- **Source document**:
....

Obligatory eating. It’s a cancer on our social atmosphere. Sure, it seems harmless. We assure you, it’s not.
Joes’s having a birthday and there will be a greasy store bought grotesquely decorated cake, in the break room, and you only have to stand around and eat one piece while pretending to care. It’s just cake. But, it’s not.
It’s a symptom. It’s a sign of a greater, deeper void: a need there seems to be in social settings to feed people. To stuff that void with ridiculous amounts of food-like edibles that have little to no nutritional worth, lest you offend the masses.
You want to wish Joe a happy birthday right? What, you don’t like birthdays?! Eat the cake. It’s just cake. What says “we wish you well” like the potential last straw for diabetes?
We say, no.
Stop.
Enough.
Why is it such a social suicide to show up at a party and refuse the curdling dip and msg laden chips because we have already fed our bodies or we aren’t hungry or we wouldn’t choose to put that in our bodies in the first place?

....

- **About this exercise**:
Please resume the essay on obligatory eating, picking up right after its closing question about refusing the dip and chips at a party. The listing has nothing to do with the essay on obligatory eating.

[Dataset items]
....

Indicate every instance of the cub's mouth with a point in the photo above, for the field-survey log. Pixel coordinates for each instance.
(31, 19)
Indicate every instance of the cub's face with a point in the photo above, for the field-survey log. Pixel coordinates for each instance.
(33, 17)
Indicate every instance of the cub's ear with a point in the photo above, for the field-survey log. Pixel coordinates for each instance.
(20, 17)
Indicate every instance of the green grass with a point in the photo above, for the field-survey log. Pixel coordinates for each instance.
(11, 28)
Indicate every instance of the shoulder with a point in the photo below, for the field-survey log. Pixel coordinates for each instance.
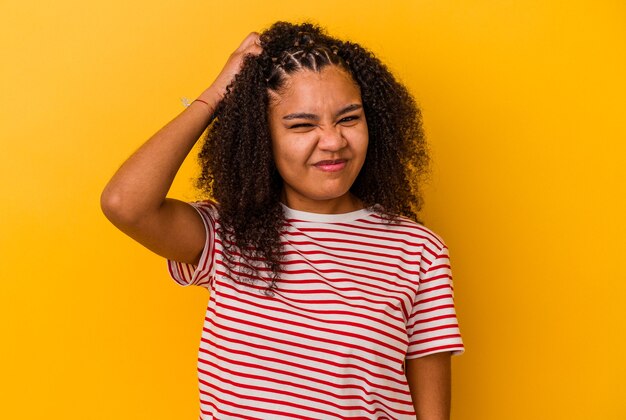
(208, 209)
(412, 231)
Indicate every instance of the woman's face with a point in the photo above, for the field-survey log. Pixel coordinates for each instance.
(319, 139)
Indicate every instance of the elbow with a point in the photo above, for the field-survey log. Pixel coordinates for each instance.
(117, 209)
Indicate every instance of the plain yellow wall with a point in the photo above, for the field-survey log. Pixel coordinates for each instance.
(524, 106)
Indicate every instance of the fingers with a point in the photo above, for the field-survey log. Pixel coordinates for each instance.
(251, 44)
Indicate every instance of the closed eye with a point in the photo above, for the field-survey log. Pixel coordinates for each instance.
(349, 119)
(301, 125)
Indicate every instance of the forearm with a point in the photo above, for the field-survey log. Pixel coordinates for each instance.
(141, 184)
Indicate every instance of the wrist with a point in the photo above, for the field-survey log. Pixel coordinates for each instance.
(211, 97)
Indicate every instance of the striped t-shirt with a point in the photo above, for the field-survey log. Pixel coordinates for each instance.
(356, 296)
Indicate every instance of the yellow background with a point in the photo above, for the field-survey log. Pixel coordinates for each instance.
(524, 106)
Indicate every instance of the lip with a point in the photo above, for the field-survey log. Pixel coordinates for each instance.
(331, 165)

....

- **Exercise answer**:
It is healthy and okay to refuse to take a bite of someone’s food. It’s totally fine to pass on appetizers when having drinks. You don’t even have to accept the homemade cookies or zucchini bread someone brought you. It is in your best interest to avoid noshing on BBQ or popcorn or Christmas cookies just because it’s there or it’s a celebration. Feed your body what it needs. Not what you are guilted or gifted into.
We promise, it won’t really be offensive to politely refuse. When we succumb to what others suggest or want us to do we give up our own wants and needs. We give over the power to the bite, the cookie, Joe’s birthday cake. When we are assertive and feed our bodies what they need, the next step is to protect that precious vessel by politely saying, “No thank you.”